## Short exercise
Set the pictures aside and set down only the lines from the line holding "Could you provide the mask of every instance of the black" through the end of the entries below, ends included.

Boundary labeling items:
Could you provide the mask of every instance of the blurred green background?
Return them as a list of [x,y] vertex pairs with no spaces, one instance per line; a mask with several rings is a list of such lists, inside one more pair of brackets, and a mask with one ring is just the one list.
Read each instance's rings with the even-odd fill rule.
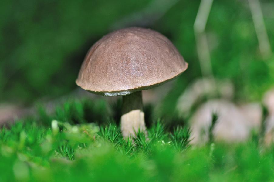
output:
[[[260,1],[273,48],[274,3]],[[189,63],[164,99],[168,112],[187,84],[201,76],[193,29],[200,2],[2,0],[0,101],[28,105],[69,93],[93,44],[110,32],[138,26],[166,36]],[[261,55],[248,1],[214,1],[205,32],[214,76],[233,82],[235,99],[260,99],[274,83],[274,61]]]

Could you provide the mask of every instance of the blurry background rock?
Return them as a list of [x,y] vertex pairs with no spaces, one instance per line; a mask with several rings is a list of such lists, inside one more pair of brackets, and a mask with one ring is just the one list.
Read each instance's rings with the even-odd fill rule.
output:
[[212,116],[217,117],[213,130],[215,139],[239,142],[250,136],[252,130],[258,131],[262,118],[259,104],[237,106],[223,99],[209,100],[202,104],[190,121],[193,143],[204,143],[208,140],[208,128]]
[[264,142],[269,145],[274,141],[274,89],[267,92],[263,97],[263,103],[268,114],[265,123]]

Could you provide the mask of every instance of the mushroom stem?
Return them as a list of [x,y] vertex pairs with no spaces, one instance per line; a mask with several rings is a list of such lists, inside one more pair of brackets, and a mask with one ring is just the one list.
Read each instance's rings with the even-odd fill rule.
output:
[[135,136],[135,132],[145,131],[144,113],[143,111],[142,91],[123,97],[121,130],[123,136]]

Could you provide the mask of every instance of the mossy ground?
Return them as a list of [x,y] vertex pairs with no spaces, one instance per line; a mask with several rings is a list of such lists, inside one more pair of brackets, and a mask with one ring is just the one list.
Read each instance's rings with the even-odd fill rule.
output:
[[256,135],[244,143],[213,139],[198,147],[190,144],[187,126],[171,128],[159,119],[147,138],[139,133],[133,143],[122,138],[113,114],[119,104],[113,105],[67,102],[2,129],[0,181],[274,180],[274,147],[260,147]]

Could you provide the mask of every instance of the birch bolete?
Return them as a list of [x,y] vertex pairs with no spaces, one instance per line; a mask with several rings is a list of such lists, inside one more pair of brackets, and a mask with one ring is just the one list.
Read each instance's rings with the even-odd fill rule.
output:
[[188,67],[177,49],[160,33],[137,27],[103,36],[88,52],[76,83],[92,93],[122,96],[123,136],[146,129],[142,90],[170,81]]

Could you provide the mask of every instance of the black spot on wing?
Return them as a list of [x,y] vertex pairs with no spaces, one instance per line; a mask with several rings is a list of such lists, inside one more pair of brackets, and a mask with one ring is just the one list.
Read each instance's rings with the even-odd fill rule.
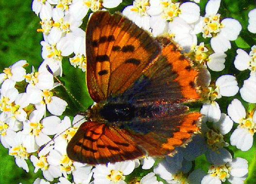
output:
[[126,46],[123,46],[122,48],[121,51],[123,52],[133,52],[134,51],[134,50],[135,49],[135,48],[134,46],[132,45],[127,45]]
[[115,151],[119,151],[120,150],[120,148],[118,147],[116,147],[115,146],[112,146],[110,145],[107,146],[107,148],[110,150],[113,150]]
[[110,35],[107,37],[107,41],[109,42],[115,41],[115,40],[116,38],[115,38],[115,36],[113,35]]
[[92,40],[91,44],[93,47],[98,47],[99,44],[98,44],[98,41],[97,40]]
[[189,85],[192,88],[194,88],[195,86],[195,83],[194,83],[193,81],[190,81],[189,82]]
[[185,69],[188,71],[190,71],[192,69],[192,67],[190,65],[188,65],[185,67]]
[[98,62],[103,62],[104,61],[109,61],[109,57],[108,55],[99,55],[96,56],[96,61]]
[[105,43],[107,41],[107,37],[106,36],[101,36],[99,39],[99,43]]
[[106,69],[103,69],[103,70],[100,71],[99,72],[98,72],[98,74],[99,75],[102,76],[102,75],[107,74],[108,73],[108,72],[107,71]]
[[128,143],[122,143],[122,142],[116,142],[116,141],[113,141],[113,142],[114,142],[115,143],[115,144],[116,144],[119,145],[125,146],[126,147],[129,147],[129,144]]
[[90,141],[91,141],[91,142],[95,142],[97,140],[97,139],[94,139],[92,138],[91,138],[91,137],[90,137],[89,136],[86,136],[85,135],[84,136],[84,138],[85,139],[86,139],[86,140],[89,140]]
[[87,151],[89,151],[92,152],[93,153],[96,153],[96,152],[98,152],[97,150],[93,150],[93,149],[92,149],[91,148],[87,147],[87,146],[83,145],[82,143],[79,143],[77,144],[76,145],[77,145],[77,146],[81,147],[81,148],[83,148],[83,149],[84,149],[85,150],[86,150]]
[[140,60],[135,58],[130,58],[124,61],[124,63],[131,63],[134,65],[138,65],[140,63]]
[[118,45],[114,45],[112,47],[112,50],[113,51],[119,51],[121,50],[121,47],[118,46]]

## Response to the task
Could you provide the mask of every instance of the black spot on wing?
Return them as a list of [x,y] vertex pairs with no spaces, one instance per line; a mask with several rings is a list of such lists, inside one more pair of brackets, and a mask with one ring is just the one list.
Read each instance's rings with the even-odd fill rule.
output:
[[126,46],[123,46],[122,48],[121,51],[123,52],[133,52],[134,51],[134,50],[135,49],[135,48],[134,46],[132,45],[127,45]]
[[115,151],[119,151],[120,150],[120,148],[118,147],[116,147],[115,146],[112,146],[110,145],[107,146],[107,148],[110,150],[113,150]]
[[110,35],[107,37],[107,41],[109,42],[115,41],[115,40],[116,38],[115,38],[115,36],[113,35]]
[[92,40],[91,44],[93,47],[98,47],[99,44],[98,44],[98,41],[97,40]]
[[189,85],[192,88],[194,88],[195,86],[195,83],[194,83],[193,81],[190,81],[189,82]]
[[185,69],[188,71],[190,71],[192,69],[192,67],[190,65],[188,65],[185,67]]
[[98,62],[103,62],[104,61],[109,61],[109,57],[108,55],[99,55],[96,56],[96,61]]
[[105,43],[107,41],[107,37],[106,36],[101,36],[99,39],[99,43]]
[[106,69],[103,69],[103,70],[100,71],[99,72],[98,72],[98,74],[99,75],[102,76],[102,75],[107,74],[108,73],[108,72],[107,71]]
[[128,143],[122,143],[122,142],[116,142],[116,141],[113,141],[113,142],[114,142],[115,143],[115,144],[116,144],[119,145],[125,146],[126,147],[129,147],[129,144]]
[[90,141],[91,141],[91,142],[95,142],[97,140],[97,139],[94,139],[92,138],[91,138],[91,137],[90,137],[89,136],[86,136],[85,135],[84,136],[84,138],[85,139],[86,139],[86,140],[89,140]]
[[87,151],[89,151],[92,152],[93,153],[96,153],[96,152],[98,152],[97,150],[93,150],[93,149],[92,149],[91,148],[87,147],[87,146],[83,145],[82,143],[79,143],[77,144],[76,145],[77,145],[77,146],[81,147],[81,148],[83,148],[83,149],[84,149],[85,150],[86,150]]
[[140,60],[135,58],[130,58],[124,61],[124,63],[131,63],[134,65],[138,65],[140,63]]
[[118,45],[114,45],[112,47],[112,50],[113,51],[119,51],[121,50],[121,47],[118,46]]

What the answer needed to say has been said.